What to do
Print the entries below in their entirety, exactly as they are written.
>> start The input
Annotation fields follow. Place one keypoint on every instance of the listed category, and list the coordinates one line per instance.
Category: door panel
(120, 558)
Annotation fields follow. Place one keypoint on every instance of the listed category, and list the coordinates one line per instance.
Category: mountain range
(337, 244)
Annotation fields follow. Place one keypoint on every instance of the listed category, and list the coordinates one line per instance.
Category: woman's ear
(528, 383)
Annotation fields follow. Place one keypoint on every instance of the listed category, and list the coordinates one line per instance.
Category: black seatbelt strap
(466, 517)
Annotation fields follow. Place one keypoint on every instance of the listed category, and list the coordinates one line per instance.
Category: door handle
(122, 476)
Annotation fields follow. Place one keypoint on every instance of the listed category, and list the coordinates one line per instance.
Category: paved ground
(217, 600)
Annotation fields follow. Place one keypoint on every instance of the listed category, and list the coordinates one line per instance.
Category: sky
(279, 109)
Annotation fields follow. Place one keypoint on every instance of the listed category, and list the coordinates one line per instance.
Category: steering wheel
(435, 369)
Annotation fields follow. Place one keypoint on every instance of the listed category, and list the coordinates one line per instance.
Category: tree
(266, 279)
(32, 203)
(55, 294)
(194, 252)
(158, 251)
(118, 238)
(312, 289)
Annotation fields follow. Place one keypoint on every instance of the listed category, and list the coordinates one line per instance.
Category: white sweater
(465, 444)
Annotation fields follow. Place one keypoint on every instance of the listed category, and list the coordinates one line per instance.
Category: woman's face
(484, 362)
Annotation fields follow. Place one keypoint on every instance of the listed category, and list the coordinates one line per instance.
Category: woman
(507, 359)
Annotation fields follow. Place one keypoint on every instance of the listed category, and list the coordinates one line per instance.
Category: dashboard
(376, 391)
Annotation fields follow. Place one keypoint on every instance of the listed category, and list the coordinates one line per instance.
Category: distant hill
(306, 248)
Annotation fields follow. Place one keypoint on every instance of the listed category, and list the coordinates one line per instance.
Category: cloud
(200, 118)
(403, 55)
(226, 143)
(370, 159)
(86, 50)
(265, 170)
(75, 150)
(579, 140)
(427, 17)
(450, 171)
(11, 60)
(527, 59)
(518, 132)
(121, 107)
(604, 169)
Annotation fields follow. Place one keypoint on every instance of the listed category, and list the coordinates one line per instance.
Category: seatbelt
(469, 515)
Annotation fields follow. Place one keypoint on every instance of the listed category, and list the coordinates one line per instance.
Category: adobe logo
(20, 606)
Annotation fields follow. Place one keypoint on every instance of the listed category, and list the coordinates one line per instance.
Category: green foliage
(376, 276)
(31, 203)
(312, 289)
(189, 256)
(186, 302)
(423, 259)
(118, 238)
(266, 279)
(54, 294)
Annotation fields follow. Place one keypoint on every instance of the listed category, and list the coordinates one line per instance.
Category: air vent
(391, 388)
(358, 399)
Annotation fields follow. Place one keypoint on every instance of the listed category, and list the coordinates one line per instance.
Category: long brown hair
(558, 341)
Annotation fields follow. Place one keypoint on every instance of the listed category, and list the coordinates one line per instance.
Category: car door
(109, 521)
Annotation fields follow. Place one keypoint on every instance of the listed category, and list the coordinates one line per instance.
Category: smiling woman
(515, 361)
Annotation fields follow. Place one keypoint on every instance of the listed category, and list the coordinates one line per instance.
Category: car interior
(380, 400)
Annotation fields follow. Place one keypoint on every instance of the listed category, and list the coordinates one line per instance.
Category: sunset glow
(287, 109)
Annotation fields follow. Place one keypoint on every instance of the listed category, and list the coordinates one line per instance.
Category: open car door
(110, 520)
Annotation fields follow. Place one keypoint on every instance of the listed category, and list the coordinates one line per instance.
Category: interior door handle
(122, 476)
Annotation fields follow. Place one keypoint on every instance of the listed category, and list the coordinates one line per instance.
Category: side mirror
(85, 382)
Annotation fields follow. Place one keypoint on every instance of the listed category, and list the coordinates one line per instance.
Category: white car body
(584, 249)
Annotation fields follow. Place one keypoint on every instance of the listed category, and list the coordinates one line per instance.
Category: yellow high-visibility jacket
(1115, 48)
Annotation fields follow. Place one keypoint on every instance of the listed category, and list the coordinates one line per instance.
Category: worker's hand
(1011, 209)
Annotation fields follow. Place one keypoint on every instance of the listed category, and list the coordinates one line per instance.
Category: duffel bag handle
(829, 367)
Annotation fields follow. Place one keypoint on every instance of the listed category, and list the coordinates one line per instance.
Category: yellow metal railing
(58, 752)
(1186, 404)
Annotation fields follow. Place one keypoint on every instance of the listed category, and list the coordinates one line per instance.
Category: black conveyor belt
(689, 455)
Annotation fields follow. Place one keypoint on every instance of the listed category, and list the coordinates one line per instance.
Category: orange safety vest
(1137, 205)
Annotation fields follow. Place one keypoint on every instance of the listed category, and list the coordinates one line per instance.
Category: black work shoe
>> end The input
Response for this exercise
Annotation fields follow. Place one keypoint on every instance of the listed category, and list the coordinates one line per instance.
Category: door panel
(120, 558)
Annotation fields follow. Place one keypoint on every instance of the listed category, and list the coordinates one line per instance.
Category: mountain range
(337, 244)
Annotation fields follow. Place one keypoint on every instance of the listed category, and list the coordinates one line per instance.
Category: woman's ear
(528, 383)
Annotation fields follow. Place one keypoint on every instance of the listed category, and list the coordinates one line per instance.
Category: black seatbelt strap
(466, 517)
Annotation fields follow. Place one keypoint on every instance of the listed category, and list the coordinates one line per instance.
Category: door handle
(122, 476)
Annotation fields follow. Place one keypoint on every instance of the listed category, and list the coordinates one line per instance.
Category: paved ground
(217, 600)
Annotation fields follow. Place one keypoint on every instance of the listed category, and list the coordinates one line per instance.
Category: sky
(279, 109)
Annotation fields follow. Place one keypoint on every instance of the listed category, and list the coordinates one line per instance.
Category: steering wheel
(435, 369)
Annotation fields follow. Place one keypoint on every instance of the listed category, and list the coordinates one line per instance.
Category: tree
(266, 279)
(32, 203)
(55, 294)
(194, 252)
(158, 251)
(118, 238)
(312, 289)
Annotation fields follow. Place one keypoint on every instance of the listed category, and list the coordinates one line per instance.
Category: white sweater
(465, 444)
Annotation fields follow. Place one keypoint on every instance of the listed category, and list the coordinates one line per instance.
Category: woman's face
(484, 362)
Annotation fields follow. Place one keypoint on every instance of the listed category, and list the coordinates one line per instance.
Category: woman
(507, 359)
Annotation fields follow. Place one keypoint on every instance of the listed category, and list the coordinates one line per instance.
Category: dashboard
(376, 391)
Annotation fields follow. Place one keypoint on every instance of the listed category, and list the coordinates one line per instance.
Category: distant hill
(306, 248)
Annotation fields follow. Place one keypoint on every instance of the listed category, and list the coordinates one line per instance.
Category: cloud
(200, 118)
(403, 55)
(226, 143)
(370, 159)
(86, 50)
(265, 170)
(75, 150)
(579, 140)
(427, 17)
(450, 171)
(11, 60)
(527, 59)
(518, 132)
(121, 107)
(604, 169)
Annotation fields follow. Place one keypoint on every instance of the listed category, and list the coordinates one line per instance.
Category: seatbelt
(469, 515)
Annotation fields follow. Place one keypoint on every instance of the listed category, and list the coordinates one line per instance.
Category: adobe logo
(20, 606)
Annotation fields follow. Place one keypoint on every instance of the listed category, and list the coordinates one line per instance.
Category: green foliage
(376, 276)
(31, 203)
(312, 289)
(189, 256)
(186, 302)
(423, 259)
(118, 238)
(266, 279)
(54, 294)
Annotation fields follow. Place one keypoint on every instance of the listed category, and list the coordinates one line per instance.
Category: air vent
(391, 388)
(358, 399)
Annotation fields follow. Place one keypoint on every instance of the listed category, and list the coordinates one line per instance.
Category: long brown hair
(558, 341)
Annotation fields follow. Place one keypoint on every instance of the listed category, and list the coordinates one line per instance.
Category: car door
(109, 521)
Annotation fields follow. Place one keypoint on every instance of the listed category, and list the coordinates one line per instance.
Category: smiling woman
(515, 361)
Annotation fields follow. Place one keypoint on every instance of the listed category, and list the coordinates one line per instance.
Category: car interior
(380, 400)
Annotation fields follow. Place one keypoint on every instance of the listed category, and list the coordinates one line per instance.
Category: sunset glow
(287, 109)
Annotation fields follow. Place one keypoint on every instance of the listed category, and list the coordinates one line per instance.
Category: open car door
(110, 520)
Annotation fields follow. Place one keypoint on every instance of the listed category, and list the coordinates one line per instance.
Category: interior door handle
(122, 476)
Annotation fields follow. Place one keypoint on every instance of the listed category, and list the coordinates one line per instance.
Category: side mirror
(85, 382)
Annotation fields follow. Place one keypoint on every instance of the listed category, and list the coordinates one line per instance.
Category: white car body
(584, 249)
Annotation fields follow. Place one keypoint on every instance of the listed category, and list the coordinates one line per instance.
Category: yellow high-visibility jacket
(1115, 48)
Annotation fields follow. Place one keypoint on every instance of the listed category, and list the coordinates one line per instance.
Category: worker's hand
(1011, 209)
Annotation fields follow. Place one keypoint on every instance of the listed category, and list the coordinates one line per instance.
Category: duffel bag handle
(829, 367)
Annotation fields follow. Place one keypoint on every instance of the listed category, and list the coordinates one line per instance.
Category: yellow metal railing
(58, 752)
(1186, 404)
Annotation fields follow. Place one keypoint on every instance of the listed category, and list the coordinates one line per instance.
Category: black conveyor belt
(689, 455)
Annotation fields follow. Place one keypoint on every instance of the listed category, and list the coordinates one line per instance.
Category: orange safety vest
(1137, 205)
Annotation fields follow. Place one keypoint on every instance of the listed category, and list the coordinates one line per instance.
Category: black work shoe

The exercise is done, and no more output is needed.